=== How to complete this task ===
Output every record exactly, and nothing more.
====== Supplied records ======
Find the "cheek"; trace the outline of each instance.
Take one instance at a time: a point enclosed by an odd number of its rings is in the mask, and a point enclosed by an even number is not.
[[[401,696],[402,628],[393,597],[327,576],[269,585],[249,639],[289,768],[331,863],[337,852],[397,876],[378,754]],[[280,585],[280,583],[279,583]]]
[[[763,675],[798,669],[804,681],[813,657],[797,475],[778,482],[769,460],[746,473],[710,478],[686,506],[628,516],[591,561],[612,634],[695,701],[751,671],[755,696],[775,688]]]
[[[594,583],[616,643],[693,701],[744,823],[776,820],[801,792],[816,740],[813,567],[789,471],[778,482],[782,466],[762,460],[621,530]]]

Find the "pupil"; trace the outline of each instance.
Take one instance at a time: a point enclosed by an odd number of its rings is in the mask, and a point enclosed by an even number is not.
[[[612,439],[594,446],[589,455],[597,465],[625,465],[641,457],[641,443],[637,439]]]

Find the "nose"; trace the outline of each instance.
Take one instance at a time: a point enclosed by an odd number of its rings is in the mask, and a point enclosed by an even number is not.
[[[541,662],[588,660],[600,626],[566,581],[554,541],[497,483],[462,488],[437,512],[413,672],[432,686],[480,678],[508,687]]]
======
=== Answer below ===
Find the "cheek"; trace the outline of each instance.
Take one instance at a time: a point enclosed by an odd number of its rings is in the mask, and a point enclosed by an even number is not.
[[[401,696],[402,628],[393,597],[327,576],[269,585],[249,639],[289,768],[331,863],[337,852],[397,876],[378,754]],[[280,585],[280,583],[279,583]]]
[[[763,675],[798,669],[804,681],[813,657],[797,475],[778,482],[769,460],[746,473],[710,478],[686,506],[628,516],[591,561],[612,634],[695,701],[751,671],[755,696],[775,688]]]
[[[594,583],[616,643],[693,701],[744,823],[776,820],[801,792],[816,740],[813,567],[789,471],[778,482],[782,466],[762,460],[621,530]]]

Find the "pupil"; trace the outline of each instance.
Take one instance at a time: a point enclosed by an odd number of its rings is in the mask, and a point enclosed by an even number is not.
[[[612,439],[594,446],[589,455],[597,465],[625,465],[641,457],[641,443],[637,439]]]

Find the "nose"; trace the outline of each instance.
Take one instance at a time: a point enclosed by an odd number of its rings is in the mask, and a point enclosed by an even number is not.
[[[541,662],[588,660],[600,626],[566,581],[554,541],[497,483],[462,488],[437,512],[413,672],[432,686],[480,678],[508,687]]]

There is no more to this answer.